Data lines:
* START *
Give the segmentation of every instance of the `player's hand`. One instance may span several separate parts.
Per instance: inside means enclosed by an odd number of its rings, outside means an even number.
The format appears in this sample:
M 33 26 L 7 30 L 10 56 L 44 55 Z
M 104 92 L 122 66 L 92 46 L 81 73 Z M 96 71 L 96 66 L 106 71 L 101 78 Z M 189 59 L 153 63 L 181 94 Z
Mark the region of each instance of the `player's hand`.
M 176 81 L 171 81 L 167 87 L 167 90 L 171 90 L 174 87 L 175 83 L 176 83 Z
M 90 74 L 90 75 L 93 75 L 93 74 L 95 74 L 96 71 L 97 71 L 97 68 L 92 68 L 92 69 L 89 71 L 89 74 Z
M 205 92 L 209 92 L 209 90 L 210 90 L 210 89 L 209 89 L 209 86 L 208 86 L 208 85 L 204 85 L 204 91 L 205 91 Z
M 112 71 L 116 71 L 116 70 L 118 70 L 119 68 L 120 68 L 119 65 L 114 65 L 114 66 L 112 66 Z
* END *
* START *
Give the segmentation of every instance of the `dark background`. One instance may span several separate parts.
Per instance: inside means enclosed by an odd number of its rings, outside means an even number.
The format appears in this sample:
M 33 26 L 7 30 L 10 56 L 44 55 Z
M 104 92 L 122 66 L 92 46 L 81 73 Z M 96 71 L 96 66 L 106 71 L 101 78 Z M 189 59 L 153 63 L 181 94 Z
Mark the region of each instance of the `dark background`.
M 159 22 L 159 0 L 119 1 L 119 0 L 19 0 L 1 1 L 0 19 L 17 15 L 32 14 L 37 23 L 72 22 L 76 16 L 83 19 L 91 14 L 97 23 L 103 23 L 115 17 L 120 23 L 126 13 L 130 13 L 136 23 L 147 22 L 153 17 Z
* END *
* START *
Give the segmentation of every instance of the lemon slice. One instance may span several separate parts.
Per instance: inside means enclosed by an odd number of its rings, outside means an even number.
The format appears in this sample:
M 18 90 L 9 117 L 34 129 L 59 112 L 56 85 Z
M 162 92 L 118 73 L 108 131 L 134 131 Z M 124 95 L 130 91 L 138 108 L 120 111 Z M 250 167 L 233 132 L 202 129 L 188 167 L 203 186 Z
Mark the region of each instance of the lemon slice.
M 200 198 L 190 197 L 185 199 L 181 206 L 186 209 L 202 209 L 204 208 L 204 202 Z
* END *
Task goal: Please report each line in the entries above that contains the string "span", copying every such line in full.

Solution to the exercise:
Give the segmentation of every instance of the `player's hand`. One instance may span several separate parts.
Give the segmentation of every instance of the `dark background`. One instance may span several separate parts.
Give the segmentation of every instance of the lemon slice. One instance may span several separate parts.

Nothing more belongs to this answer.